(Work instructions): Rewrite everything from the start of the material down to and including the line containing "[(986, 509)]", requests and all. Shift each point coordinate in the answers up by 113, and leave the numbers in the requests and their format samples unchanged.

(Records for the task):

## Begin

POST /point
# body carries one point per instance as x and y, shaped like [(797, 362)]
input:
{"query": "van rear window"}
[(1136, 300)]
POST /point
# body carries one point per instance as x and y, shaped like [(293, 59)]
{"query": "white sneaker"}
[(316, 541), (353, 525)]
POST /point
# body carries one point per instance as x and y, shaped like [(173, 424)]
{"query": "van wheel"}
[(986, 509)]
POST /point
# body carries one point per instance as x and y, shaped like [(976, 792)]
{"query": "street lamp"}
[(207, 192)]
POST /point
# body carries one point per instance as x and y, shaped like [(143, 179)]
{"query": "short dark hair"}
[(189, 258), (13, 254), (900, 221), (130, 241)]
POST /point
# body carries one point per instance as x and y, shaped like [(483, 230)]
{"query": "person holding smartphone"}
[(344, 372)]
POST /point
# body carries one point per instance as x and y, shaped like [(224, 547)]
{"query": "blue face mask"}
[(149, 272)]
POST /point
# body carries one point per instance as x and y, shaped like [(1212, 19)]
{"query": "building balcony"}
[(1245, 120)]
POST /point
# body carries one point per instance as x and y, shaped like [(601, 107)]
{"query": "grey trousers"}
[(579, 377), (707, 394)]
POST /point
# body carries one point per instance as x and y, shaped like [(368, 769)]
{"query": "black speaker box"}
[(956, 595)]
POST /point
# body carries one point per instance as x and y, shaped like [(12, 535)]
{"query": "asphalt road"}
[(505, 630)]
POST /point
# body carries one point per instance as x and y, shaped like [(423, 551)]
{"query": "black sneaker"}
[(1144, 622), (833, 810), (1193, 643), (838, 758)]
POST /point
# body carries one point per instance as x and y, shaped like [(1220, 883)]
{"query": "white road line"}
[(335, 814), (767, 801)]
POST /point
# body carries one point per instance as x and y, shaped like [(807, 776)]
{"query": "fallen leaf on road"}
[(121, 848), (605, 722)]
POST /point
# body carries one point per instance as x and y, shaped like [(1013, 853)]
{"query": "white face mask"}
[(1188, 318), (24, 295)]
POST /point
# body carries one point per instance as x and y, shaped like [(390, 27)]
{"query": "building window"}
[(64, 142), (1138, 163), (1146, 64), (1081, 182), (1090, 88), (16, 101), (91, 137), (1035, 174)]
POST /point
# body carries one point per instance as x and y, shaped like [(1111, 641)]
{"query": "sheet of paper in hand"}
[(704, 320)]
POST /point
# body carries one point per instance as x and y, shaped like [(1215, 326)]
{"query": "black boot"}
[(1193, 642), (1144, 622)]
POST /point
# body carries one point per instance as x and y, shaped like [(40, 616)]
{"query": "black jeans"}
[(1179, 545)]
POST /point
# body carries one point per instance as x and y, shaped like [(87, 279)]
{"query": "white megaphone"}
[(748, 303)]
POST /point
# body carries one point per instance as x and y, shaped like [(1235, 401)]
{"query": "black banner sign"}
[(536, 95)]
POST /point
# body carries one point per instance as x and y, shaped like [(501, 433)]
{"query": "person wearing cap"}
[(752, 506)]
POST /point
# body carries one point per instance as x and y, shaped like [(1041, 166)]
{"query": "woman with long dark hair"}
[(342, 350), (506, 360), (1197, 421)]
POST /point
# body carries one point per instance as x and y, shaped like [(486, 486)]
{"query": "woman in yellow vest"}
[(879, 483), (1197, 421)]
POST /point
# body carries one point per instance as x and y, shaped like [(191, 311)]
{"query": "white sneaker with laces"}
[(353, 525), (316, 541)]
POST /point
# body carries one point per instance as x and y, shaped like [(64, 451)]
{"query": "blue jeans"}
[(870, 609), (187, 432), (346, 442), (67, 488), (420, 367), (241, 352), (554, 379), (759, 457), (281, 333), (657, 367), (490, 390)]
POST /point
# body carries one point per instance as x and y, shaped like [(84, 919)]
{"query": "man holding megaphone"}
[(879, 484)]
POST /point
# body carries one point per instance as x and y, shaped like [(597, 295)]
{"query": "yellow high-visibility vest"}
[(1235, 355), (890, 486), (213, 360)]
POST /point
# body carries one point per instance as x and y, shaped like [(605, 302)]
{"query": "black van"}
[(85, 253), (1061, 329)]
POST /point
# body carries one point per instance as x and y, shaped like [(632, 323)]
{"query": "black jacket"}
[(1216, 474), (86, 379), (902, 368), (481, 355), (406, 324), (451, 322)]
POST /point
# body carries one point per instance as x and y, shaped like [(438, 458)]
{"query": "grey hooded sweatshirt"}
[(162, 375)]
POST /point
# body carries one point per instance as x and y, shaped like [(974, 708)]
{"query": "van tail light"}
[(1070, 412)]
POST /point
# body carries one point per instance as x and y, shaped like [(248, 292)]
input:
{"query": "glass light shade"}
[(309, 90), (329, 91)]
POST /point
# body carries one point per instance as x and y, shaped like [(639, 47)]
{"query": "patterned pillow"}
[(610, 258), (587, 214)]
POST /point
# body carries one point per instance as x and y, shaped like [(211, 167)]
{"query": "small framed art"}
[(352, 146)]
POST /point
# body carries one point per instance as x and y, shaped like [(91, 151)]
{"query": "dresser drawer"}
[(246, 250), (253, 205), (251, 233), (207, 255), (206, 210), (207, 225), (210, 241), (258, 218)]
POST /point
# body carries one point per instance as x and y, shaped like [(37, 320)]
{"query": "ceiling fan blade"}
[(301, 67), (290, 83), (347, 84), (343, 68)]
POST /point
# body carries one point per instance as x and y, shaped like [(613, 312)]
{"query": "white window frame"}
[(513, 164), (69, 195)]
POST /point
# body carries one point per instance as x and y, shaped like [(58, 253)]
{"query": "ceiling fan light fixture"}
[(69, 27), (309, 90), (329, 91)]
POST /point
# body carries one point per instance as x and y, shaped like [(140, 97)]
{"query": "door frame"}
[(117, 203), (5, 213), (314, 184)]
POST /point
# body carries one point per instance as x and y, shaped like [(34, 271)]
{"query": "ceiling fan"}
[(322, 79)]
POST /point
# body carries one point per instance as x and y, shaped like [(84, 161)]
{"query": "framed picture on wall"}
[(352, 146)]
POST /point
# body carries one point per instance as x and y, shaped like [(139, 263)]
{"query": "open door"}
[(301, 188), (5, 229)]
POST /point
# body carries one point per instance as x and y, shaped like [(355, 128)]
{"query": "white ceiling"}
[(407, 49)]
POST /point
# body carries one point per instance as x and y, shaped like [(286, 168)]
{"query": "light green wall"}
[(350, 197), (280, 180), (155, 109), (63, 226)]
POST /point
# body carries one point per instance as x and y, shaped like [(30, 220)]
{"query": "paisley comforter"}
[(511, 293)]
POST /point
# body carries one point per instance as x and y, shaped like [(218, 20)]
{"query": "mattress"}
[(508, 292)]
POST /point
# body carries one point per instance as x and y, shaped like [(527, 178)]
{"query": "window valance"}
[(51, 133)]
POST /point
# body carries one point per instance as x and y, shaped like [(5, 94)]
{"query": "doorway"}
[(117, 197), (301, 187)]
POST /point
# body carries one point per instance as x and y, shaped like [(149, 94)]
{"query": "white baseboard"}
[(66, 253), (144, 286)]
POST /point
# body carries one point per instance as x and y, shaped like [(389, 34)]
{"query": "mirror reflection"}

## End

(Correct result):
POST /point
# body carries one point per instance as x and y, shaped like [(797, 362)]
input:
{"query": "van rear window"}
[(1249, 413)]
POST /point
# body carries one point per instance as x and y, shaped like [(293, 59)]
{"query": "white sneaker"}
[(429, 654), (466, 638)]
POST /point
# body carries one point per instance as x and y, shaped like [(173, 424)]
{"query": "van wheel"}
[(1099, 622)]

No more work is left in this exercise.